Fire Ants Take the Fun Out of the Backyard 
              By ESTHER SCHRADER, Times Staff Writer

Report of  December 5, 1998 

You want to live in California for the great outdoors, the great parks, the great backyard of your suburban home where you can roughhouse with your kids on a lawn still green in December.  You don't want to be told a tiny red ant poses a threat to all that.

Which is why a six-legged newcomer to Southern California, a mandibular creature from South America with a venom that can kill, is not being greeted with open arms. 

"I can't believe they're out here. I thought I'd left all that behind," said Chris Newman, who moved to California 10 years ago from Texas, where the imported red fire ant has long been a painful part of life. 
Now Newman lives about 20 yards from a field near Trabuco Canyon that state agriculture officials say has been colonized by millions of the aggressive pests. Fighting them will be nasty, brutish and time-consuming.

Worse, perhaps, the war may be unwinnable. And, if the experiences of other states hold here, the ants may take a bite out of the Southland's celebrated outdoor lifestyle.

- **DATASET EXTRACT**
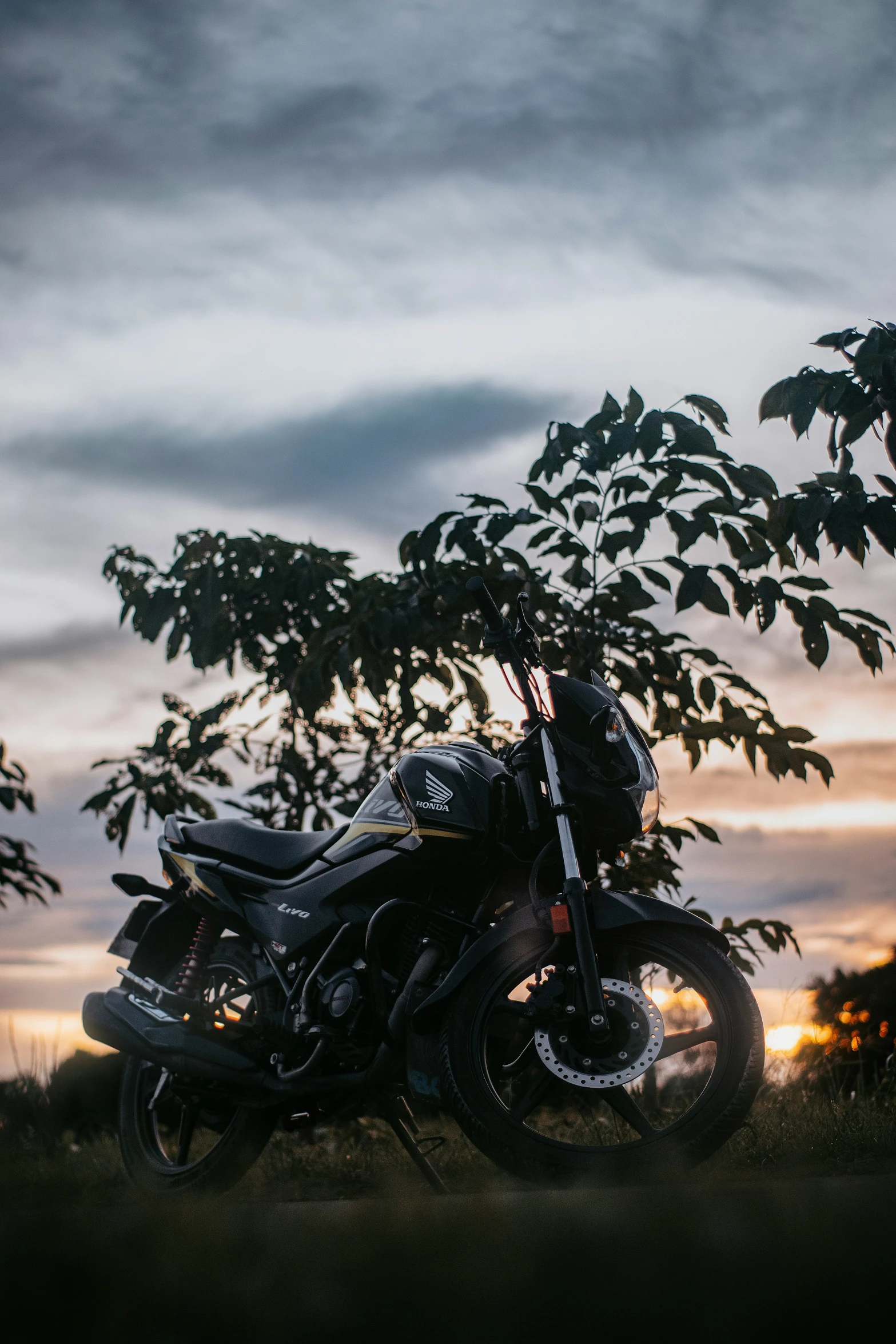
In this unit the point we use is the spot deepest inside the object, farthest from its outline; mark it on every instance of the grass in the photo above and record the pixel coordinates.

- **SET OF TASKS**
A – Summarize the fire ant article in two sentences.
B – Write the next few paragraphs of the fire ant article, starting after its last sentence.

- **ANSWERS TO THE EXERCISES**
A – A red fire ant from South America, carrying a venom that can kill, has reached Southern California and is unwelcome in a place valued for its outdoor living. Chris Newman, who moved from Texas 10 years ago, now lives about 20 yards from a field near Trabuco Canyon that officials say millions of the ants have colonized, and fighting them may be nasty, time-consuming and possibly unwinnable.

B –
"Let's put it this way: If you have fire ants in your backyard, are you going to put a crawling baby on the ground?" said Robert Dowell, the chief entomologist for the California Department of Food and Agriculture. 

"What you find is these ants eliminate the use of your yards for kids to play in. You don't have to go any further than that to have a                      real change in lifestyle." 

In 11 Southern states where the fight against the fire ant is a running battle, children are warned never to play outdoors without shoes on. Campers sprinkle campsites with pesticide before pitching their tents. Boaters can't get into their craft without brushing off the ants that crowd shorelines. Airport runway lights suddenly go dim when the ants take up residence inside their wiring.  And--in the worst cases--people with a severe allergy to the ant venom have died after inadvertently stepping on mounds and being swarmed by thousands of the territorial insects. 

"I don't go outside barefoot. Oh no, I can't do that," said Bill Rovira, 83, an Austin, Texas, retiree who could teach worried Californians why the scope of the fire ant menace belies the ant's size. 

Rovira came close to death last July when he stepped on a fire ant mound in his backyard that was obscured beneath a pile of leaves. Before he knew what had happened he had been stung by hundreds of the ants.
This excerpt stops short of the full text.